§ **Objective**
Render the rows from the line containing "Target: wooden support post" through the end of the rows, inclusive, as a numbered list, omitting blank lines.

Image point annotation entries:
---------------
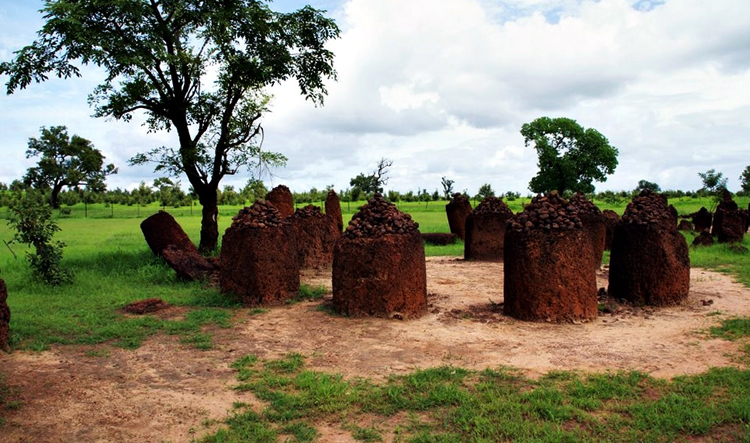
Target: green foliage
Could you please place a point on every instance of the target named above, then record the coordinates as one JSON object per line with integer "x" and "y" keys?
{"x": 713, "y": 182}
{"x": 570, "y": 157}
{"x": 449, "y": 404}
{"x": 65, "y": 162}
{"x": 196, "y": 66}
{"x": 485, "y": 191}
{"x": 645, "y": 185}
{"x": 447, "y": 187}
{"x": 32, "y": 220}
{"x": 745, "y": 181}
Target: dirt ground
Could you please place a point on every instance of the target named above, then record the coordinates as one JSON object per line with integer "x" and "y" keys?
{"x": 166, "y": 391}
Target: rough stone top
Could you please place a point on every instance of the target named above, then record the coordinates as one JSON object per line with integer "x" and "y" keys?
{"x": 260, "y": 215}
{"x": 377, "y": 218}
{"x": 492, "y": 205}
{"x": 648, "y": 208}
{"x": 309, "y": 211}
{"x": 549, "y": 212}
{"x": 608, "y": 213}
{"x": 584, "y": 205}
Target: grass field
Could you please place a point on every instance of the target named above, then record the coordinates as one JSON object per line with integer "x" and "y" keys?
{"x": 113, "y": 266}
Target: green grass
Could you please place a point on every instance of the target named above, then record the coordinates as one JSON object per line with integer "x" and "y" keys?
{"x": 113, "y": 267}
{"x": 449, "y": 404}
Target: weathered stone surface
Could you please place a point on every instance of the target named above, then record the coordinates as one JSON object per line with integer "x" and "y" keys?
{"x": 549, "y": 267}
{"x": 610, "y": 220}
{"x": 650, "y": 262}
{"x": 189, "y": 266}
{"x": 485, "y": 230}
{"x": 333, "y": 208}
{"x": 259, "y": 261}
{"x": 594, "y": 225}
{"x": 702, "y": 220}
{"x": 439, "y": 239}
{"x": 4, "y": 318}
{"x": 704, "y": 239}
{"x": 457, "y": 210}
{"x": 162, "y": 230}
{"x": 685, "y": 225}
{"x": 729, "y": 222}
{"x": 281, "y": 198}
{"x": 316, "y": 234}
{"x": 379, "y": 266}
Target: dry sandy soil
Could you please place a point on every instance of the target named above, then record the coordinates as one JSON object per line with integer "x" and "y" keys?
{"x": 164, "y": 390}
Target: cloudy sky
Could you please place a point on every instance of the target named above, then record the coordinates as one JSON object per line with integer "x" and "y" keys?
{"x": 443, "y": 87}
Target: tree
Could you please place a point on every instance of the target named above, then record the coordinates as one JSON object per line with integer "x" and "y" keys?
{"x": 485, "y": 191}
{"x": 645, "y": 185}
{"x": 65, "y": 162}
{"x": 570, "y": 157}
{"x": 713, "y": 182}
{"x": 161, "y": 56}
{"x": 370, "y": 184}
{"x": 745, "y": 180}
{"x": 32, "y": 220}
{"x": 447, "y": 187}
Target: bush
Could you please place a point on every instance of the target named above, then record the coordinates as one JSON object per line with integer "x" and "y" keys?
{"x": 31, "y": 218}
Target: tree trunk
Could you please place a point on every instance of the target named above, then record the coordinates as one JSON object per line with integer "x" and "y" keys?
{"x": 209, "y": 222}
{"x": 53, "y": 198}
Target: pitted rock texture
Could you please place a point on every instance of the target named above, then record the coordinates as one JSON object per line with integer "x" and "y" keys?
{"x": 382, "y": 276}
{"x": 702, "y": 220}
{"x": 377, "y": 218}
{"x": 316, "y": 234}
{"x": 594, "y": 224}
{"x": 439, "y": 239}
{"x": 457, "y": 210}
{"x": 685, "y": 225}
{"x": 4, "y": 318}
{"x": 485, "y": 230}
{"x": 611, "y": 218}
{"x": 548, "y": 212}
{"x": 162, "y": 230}
{"x": 259, "y": 261}
{"x": 650, "y": 262}
{"x": 549, "y": 275}
{"x": 281, "y": 198}
{"x": 189, "y": 266}
{"x": 379, "y": 265}
{"x": 333, "y": 208}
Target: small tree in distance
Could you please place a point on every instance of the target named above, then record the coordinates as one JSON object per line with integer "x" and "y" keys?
{"x": 645, "y": 185}
{"x": 571, "y": 158}
{"x": 745, "y": 180}
{"x": 32, "y": 220}
{"x": 447, "y": 187}
{"x": 65, "y": 162}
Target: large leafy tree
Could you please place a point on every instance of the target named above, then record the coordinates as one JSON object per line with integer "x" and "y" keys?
{"x": 571, "y": 158}
{"x": 198, "y": 67}
{"x": 65, "y": 162}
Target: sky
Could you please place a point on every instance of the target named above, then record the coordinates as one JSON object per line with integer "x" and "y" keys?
{"x": 442, "y": 88}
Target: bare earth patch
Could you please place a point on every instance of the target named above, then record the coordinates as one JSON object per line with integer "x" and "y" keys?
{"x": 166, "y": 391}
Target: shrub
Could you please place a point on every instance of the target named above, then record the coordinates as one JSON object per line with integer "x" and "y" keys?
{"x": 31, "y": 218}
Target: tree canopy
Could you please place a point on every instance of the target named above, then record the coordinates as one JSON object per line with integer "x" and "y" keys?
{"x": 198, "y": 67}
{"x": 571, "y": 158}
{"x": 65, "y": 162}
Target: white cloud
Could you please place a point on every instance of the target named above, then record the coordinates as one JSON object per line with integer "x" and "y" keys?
{"x": 444, "y": 87}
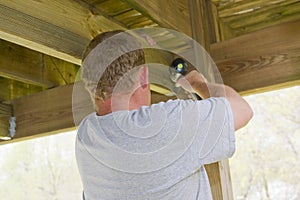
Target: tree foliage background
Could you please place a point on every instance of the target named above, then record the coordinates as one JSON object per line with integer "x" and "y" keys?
{"x": 266, "y": 164}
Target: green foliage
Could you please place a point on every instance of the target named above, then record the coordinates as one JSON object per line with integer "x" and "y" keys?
{"x": 266, "y": 164}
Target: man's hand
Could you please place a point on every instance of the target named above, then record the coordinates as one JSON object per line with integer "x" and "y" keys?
{"x": 196, "y": 83}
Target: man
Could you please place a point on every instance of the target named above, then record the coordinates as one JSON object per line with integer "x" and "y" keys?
{"x": 131, "y": 150}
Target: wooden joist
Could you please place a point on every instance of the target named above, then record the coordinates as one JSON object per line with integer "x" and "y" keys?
{"x": 266, "y": 59}
{"x": 38, "y": 25}
{"x": 31, "y": 67}
{"x": 270, "y": 57}
{"x": 173, "y": 15}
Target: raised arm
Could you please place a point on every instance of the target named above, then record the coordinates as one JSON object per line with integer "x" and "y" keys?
{"x": 195, "y": 82}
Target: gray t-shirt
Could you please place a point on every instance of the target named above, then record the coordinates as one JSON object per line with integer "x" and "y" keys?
{"x": 156, "y": 152}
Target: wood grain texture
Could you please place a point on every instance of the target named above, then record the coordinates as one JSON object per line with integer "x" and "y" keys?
{"x": 31, "y": 67}
{"x": 44, "y": 112}
{"x": 265, "y": 58}
{"x": 38, "y": 25}
{"x": 200, "y": 20}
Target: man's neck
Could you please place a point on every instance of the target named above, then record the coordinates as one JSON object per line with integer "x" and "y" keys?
{"x": 123, "y": 102}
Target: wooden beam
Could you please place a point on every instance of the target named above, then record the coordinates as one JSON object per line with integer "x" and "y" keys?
{"x": 11, "y": 89}
{"x": 261, "y": 17}
{"x": 267, "y": 58}
{"x": 168, "y": 13}
{"x": 31, "y": 67}
{"x": 50, "y": 111}
{"x": 38, "y": 25}
{"x": 44, "y": 112}
{"x": 278, "y": 41}
{"x": 200, "y": 19}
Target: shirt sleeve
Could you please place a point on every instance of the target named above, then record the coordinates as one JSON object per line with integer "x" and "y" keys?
{"x": 215, "y": 138}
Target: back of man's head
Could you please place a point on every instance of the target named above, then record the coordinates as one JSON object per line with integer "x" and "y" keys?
{"x": 108, "y": 58}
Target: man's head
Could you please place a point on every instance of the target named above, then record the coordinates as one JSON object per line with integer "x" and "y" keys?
{"x": 115, "y": 55}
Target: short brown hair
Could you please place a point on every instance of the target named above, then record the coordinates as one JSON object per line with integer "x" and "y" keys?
{"x": 117, "y": 69}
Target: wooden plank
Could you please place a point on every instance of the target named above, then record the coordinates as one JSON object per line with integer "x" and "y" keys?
{"x": 262, "y": 17}
{"x": 38, "y": 25}
{"x": 50, "y": 112}
{"x": 270, "y": 57}
{"x": 168, "y": 13}
{"x": 5, "y": 114}
{"x": 28, "y": 66}
{"x": 44, "y": 112}
{"x": 219, "y": 172}
{"x": 11, "y": 89}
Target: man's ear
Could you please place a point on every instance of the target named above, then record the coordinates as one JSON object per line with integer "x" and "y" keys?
{"x": 143, "y": 74}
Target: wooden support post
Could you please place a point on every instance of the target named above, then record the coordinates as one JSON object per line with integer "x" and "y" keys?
{"x": 218, "y": 173}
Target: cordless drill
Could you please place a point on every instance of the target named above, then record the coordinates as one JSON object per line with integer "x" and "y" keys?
{"x": 177, "y": 69}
---------------
§ **Result for this exercise**
1. Target: wooden support post
2. Could you please place a point on every instance of the target named above, then record the coordinates as one JSON object per line with integer "x" and "y" keys?
3. {"x": 218, "y": 173}
4. Target: cordless drill
5. Could you please place a point on every instance of the target named above, then record the coordinates as one JSON object per line with integer "x" and "y" keys?
6. {"x": 177, "y": 69}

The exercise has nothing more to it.